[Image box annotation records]
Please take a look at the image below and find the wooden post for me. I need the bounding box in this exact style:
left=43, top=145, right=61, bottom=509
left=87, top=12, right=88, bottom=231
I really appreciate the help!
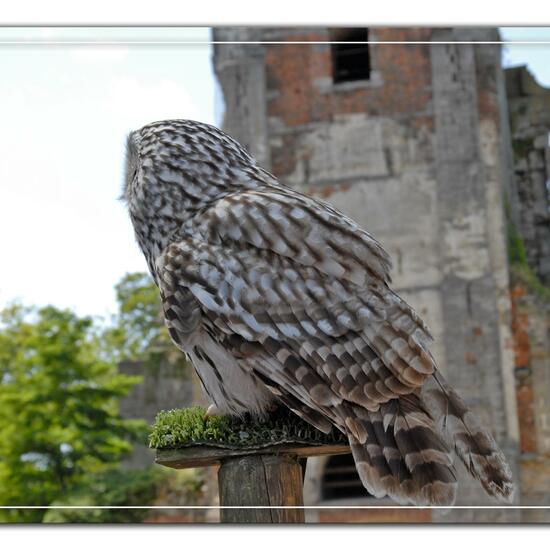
left=218, top=455, right=305, bottom=523
left=156, top=443, right=350, bottom=523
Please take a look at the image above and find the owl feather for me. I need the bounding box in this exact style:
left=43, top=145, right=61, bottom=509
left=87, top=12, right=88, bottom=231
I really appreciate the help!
left=124, top=120, right=513, bottom=505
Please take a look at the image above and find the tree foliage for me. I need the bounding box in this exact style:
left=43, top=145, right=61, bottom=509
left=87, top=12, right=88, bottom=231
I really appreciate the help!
left=0, top=305, right=146, bottom=521
left=100, top=273, right=174, bottom=363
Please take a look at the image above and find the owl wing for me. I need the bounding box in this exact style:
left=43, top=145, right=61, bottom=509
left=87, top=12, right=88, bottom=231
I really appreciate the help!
left=157, top=193, right=434, bottom=418
left=193, top=187, right=391, bottom=285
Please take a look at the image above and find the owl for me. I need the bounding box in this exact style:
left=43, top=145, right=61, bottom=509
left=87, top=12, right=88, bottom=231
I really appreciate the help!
left=123, top=120, right=513, bottom=505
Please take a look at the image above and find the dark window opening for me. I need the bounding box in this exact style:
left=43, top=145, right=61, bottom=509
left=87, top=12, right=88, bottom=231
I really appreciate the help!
left=322, top=454, right=372, bottom=500
left=331, top=29, right=370, bottom=84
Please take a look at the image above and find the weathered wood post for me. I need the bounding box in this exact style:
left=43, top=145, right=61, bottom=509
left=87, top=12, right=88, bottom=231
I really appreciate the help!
left=151, top=407, right=350, bottom=523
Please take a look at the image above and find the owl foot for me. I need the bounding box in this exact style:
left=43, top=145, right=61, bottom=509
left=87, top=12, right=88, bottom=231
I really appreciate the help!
left=204, top=403, right=222, bottom=420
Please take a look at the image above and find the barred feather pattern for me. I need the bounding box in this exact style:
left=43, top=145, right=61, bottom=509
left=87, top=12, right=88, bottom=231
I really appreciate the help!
left=123, top=120, right=513, bottom=505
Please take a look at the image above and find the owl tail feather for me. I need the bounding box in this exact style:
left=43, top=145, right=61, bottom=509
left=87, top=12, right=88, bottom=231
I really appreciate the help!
left=348, top=395, right=457, bottom=505
left=421, top=373, right=514, bottom=502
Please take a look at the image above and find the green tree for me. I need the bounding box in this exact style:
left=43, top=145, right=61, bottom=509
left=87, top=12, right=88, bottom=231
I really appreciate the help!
left=0, top=305, right=146, bottom=522
left=99, top=272, right=174, bottom=362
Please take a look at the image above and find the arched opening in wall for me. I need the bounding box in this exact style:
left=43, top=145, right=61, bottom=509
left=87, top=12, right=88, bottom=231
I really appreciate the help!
left=321, top=454, right=372, bottom=500
left=330, top=28, right=371, bottom=84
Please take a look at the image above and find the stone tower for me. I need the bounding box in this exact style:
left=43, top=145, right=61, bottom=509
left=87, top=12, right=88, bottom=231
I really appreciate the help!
left=214, top=28, right=519, bottom=521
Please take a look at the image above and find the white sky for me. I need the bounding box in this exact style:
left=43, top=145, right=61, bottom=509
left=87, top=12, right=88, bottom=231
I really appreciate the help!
left=0, top=28, right=550, bottom=322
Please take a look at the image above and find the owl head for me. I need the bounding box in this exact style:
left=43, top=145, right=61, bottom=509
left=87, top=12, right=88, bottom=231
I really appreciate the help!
left=121, top=120, right=265, bottom=276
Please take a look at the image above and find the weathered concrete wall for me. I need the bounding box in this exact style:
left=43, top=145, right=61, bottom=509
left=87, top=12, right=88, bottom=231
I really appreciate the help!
left=119, top=362, right=200, bottom=468
left=215, top=28, right=519, bottom=521
left=511, top=282, right=550, bottom=522
left=506, top=66, right=550, bottom=285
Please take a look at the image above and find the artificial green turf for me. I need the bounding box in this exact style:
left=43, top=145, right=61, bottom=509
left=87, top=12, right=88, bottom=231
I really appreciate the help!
left=149, top=407, right=347, bottom=449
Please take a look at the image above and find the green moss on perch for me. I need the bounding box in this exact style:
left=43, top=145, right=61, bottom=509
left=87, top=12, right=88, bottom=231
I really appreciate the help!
left=149, top=407, right=348, bottom=450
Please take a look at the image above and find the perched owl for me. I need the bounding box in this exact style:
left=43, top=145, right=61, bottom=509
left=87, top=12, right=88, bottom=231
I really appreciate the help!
left=124, top=120, right=513, bottom=505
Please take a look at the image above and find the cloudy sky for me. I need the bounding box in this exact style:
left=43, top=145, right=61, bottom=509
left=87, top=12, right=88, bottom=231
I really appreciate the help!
left=0, top=28, right=550, bottom=324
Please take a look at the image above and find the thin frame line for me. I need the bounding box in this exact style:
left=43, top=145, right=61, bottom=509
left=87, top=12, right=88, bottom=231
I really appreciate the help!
left=0, top=41, right=550, bottom=46
left=0, top=504, right=550, bottom=510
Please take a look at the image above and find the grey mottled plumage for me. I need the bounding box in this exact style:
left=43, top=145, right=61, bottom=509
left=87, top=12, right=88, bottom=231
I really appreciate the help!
left=124, top=120, right=513, bottom=504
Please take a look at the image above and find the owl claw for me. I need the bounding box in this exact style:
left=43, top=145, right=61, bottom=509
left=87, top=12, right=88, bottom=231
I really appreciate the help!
left=204, top=403, right=221, bottom=420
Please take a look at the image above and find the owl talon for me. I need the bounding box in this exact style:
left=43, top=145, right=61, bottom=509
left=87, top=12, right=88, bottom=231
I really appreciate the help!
left=204, top=403, right=221, bottom=420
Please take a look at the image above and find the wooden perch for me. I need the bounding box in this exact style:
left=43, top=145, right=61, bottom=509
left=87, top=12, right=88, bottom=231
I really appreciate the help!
left=151, top=407, right=350, bottom=523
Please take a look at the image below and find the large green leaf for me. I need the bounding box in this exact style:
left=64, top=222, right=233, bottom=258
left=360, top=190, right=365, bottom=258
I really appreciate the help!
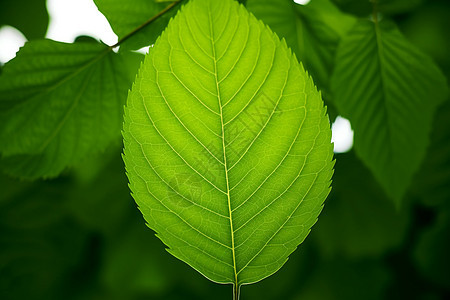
left=332, top=21, right=447, bottom=203
left=94, top=0, right=181, bottom=50
left=0, top=40, right=139, bottom=178
left=124, top=0, right=333, bottom=291
left=247, top=0, right=355, bottom=91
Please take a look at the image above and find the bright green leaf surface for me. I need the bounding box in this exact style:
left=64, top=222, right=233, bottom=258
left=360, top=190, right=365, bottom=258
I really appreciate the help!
left=94, top=0, right=181, bottom=50
left=332, top=21, right=447, bottom=204
left=0, top=0, right=48, bottom=39
left=0, top=40, right=139, bottom=178
left=124, top=0, right=333, bottom=286
left=247, top=0, right=355, bottom=94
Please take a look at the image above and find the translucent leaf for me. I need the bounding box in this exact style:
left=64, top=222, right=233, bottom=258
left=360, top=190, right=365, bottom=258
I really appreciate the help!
left=247, top=0, right=355, bottom=94
left=0, top=40, right=140, bottom=178
left=314, top=152, right=411, bottom=259
left=94, top=0, right=179, bottom=50
left=332, top=21, right=447, bottom=204
left=123, top=0, right=333, bottom=292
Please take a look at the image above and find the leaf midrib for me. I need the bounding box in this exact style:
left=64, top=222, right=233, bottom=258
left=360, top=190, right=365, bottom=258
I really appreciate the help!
left=208, top=2, right=239, bottom=290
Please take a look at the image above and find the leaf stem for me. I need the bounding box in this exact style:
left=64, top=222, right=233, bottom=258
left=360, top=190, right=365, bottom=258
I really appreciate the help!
left=110, top=0, right=183, bottom=49
left=370, top=0, right=378, bottom=25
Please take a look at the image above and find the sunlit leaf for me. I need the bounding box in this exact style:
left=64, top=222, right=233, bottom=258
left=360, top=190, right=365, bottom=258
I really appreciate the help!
left=124, top=0, right=333, bottom=291
left=0, top=0, right=48, bottom=39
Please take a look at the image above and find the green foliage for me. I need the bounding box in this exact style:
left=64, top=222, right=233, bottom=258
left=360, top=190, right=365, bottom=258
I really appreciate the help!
left=0, top=40, right=140, bottom=178
left=247, top=0, right=355, bottom=92
left=332, top=20, right=447, bottom=204
left=0, top=0, right=450, bottom=300
left=94, top=0, right=180, bottom=50
left=0, top=0, right=48, bottom=39
left=124, top=1, right=333, bottom=287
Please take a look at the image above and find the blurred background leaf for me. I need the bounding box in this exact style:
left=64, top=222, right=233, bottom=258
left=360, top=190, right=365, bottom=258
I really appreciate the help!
left=0, top=0, right=49, bottom=40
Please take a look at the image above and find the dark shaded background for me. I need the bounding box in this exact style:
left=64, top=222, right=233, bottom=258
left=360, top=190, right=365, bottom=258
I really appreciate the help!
left=0, top=0, right=450, bottom=300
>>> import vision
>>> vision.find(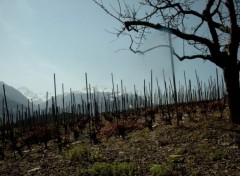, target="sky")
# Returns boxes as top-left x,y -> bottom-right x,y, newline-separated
0,0 -> 225,94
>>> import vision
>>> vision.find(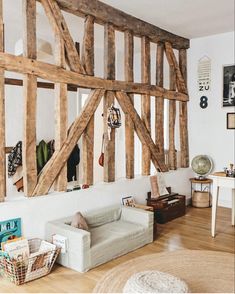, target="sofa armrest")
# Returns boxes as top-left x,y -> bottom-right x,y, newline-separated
121,206 -> 154,229
46,220 -> 91,272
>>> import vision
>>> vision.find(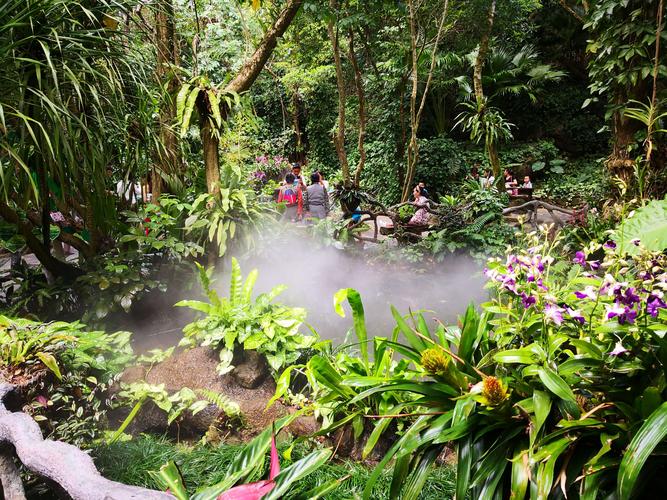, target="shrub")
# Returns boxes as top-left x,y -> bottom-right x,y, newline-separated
534,159 -> 613,208
176,258 -> 317,374
0,316 -> 133,447
310,229 -> 667,498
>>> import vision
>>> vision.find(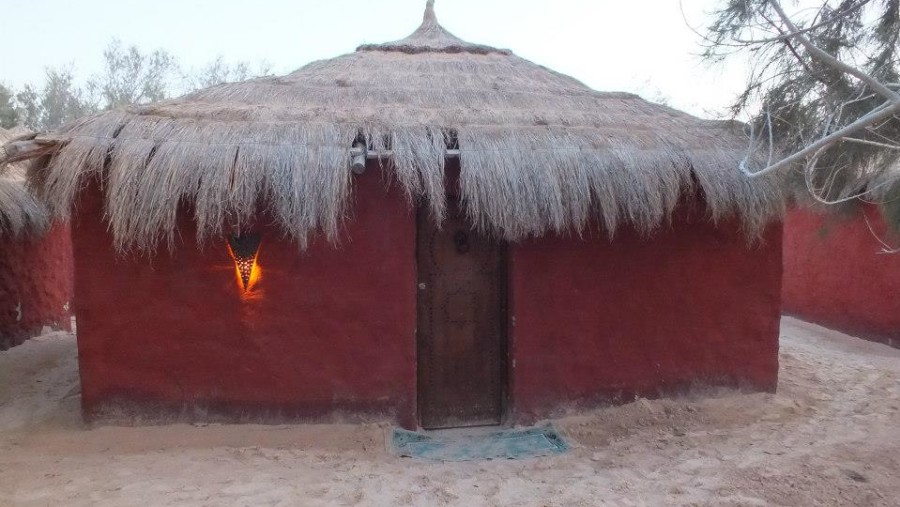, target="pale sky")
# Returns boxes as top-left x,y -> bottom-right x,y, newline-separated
0,0 -> 744,117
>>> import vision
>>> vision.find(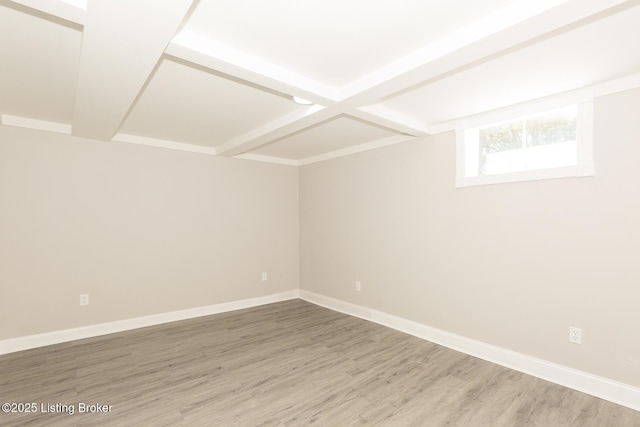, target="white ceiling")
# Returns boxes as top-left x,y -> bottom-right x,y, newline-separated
0,0 -> 640,165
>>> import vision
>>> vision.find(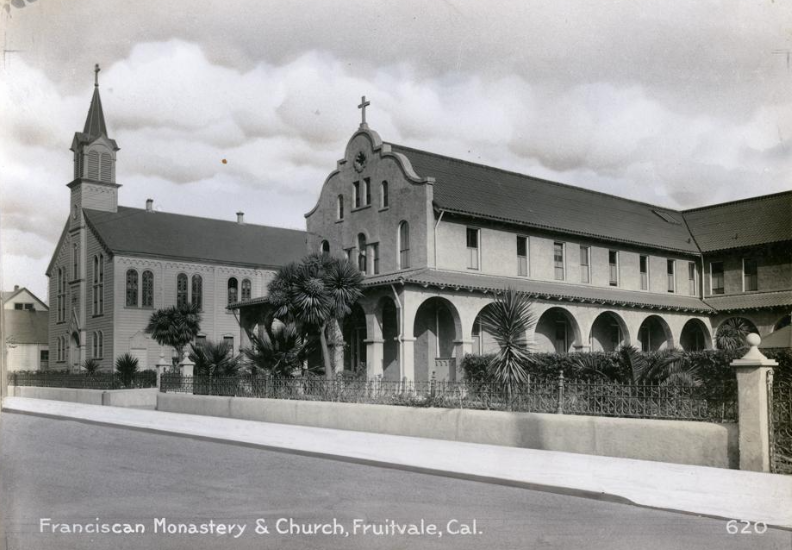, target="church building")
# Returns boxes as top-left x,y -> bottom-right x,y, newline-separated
47,67 -> 305,371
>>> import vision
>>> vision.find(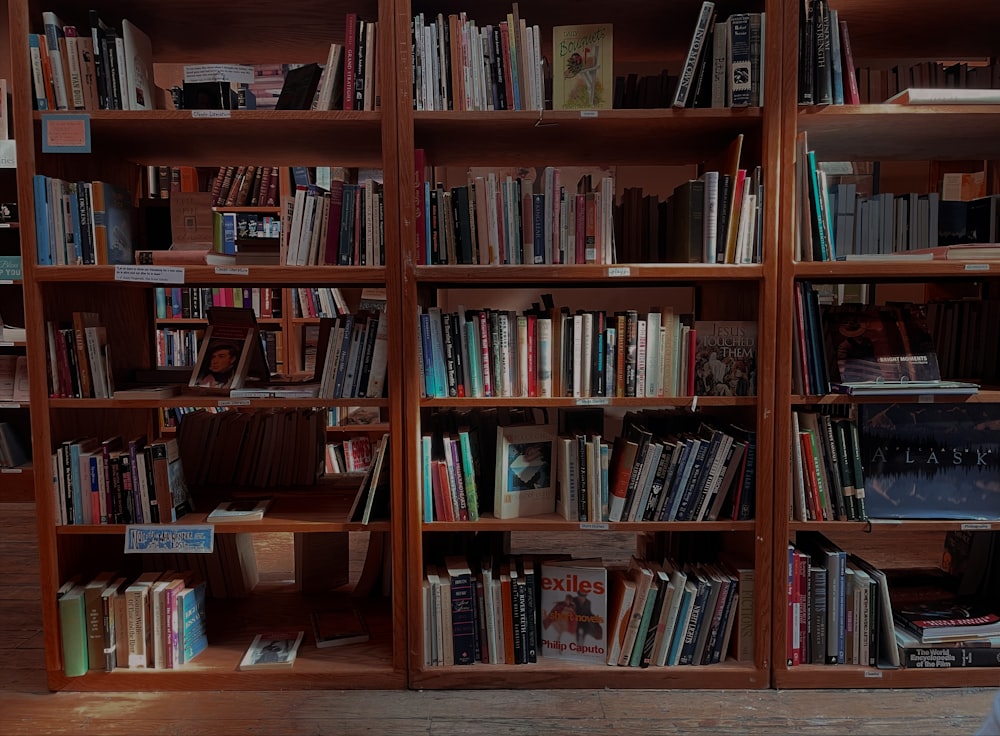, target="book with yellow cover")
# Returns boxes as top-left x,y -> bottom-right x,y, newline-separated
552,23 -> 615,110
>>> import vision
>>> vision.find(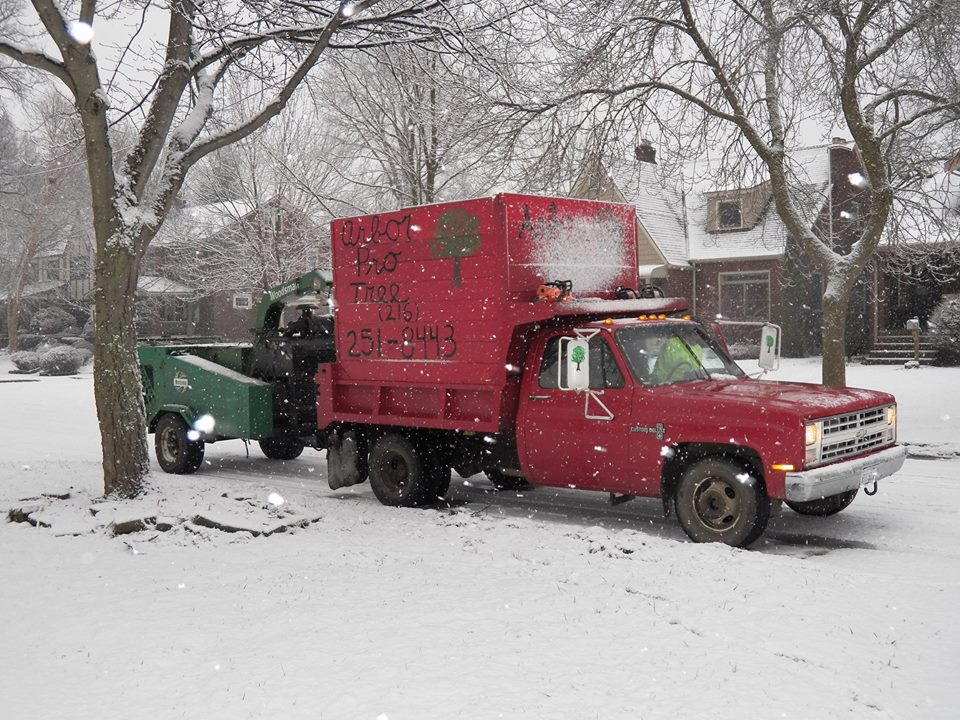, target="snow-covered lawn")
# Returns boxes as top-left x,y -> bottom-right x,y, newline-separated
0,355 -> 960,720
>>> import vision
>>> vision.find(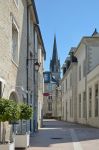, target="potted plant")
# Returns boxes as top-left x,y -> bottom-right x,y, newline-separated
15,103 -> 33,148
0,99 -> 20,150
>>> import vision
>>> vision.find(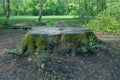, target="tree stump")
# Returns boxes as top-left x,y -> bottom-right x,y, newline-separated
10,27 -> 106,68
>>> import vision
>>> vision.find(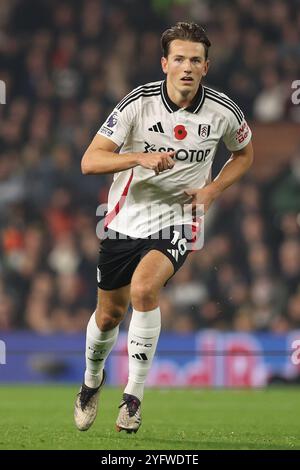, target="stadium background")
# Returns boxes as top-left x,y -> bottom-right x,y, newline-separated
0,0 -> 300,387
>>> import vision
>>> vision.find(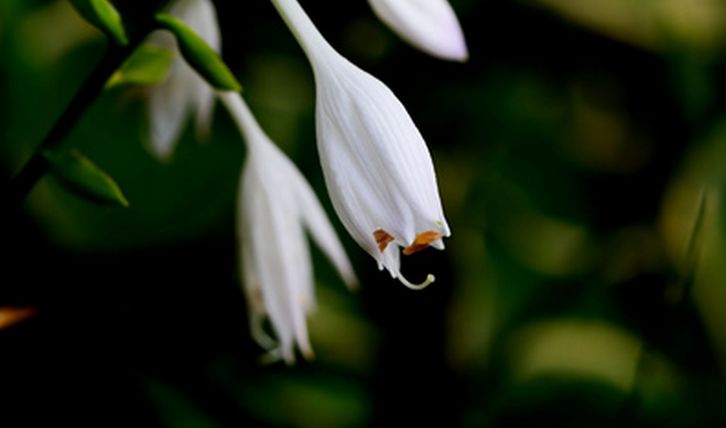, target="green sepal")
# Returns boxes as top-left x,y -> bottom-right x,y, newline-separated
156,13 -> 242,92
43,150 -> 129,207
71,0 -> 129,46
106,44 -> 174,88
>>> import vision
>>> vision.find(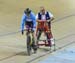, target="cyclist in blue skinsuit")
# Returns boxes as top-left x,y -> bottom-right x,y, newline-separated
21,8 -> 36,53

### SET EXERCISE
Reproduce the lines from the very first one through the line containing "left=156, top=443, right=350, bottom=523", including both, and leave out the pictures.

### ANSWER TO THE PROBLEM
Please take a look at the image below and find the wooden post for me. I need the bounding box in this exact style:
left=43, top=145, right=61, bottom=509
left=87, top=12, right=88, bottom=231
I really appreciate the help!
left=218, top=455, right=305, bottom=523
left=156, top=443, right=350, bottom=523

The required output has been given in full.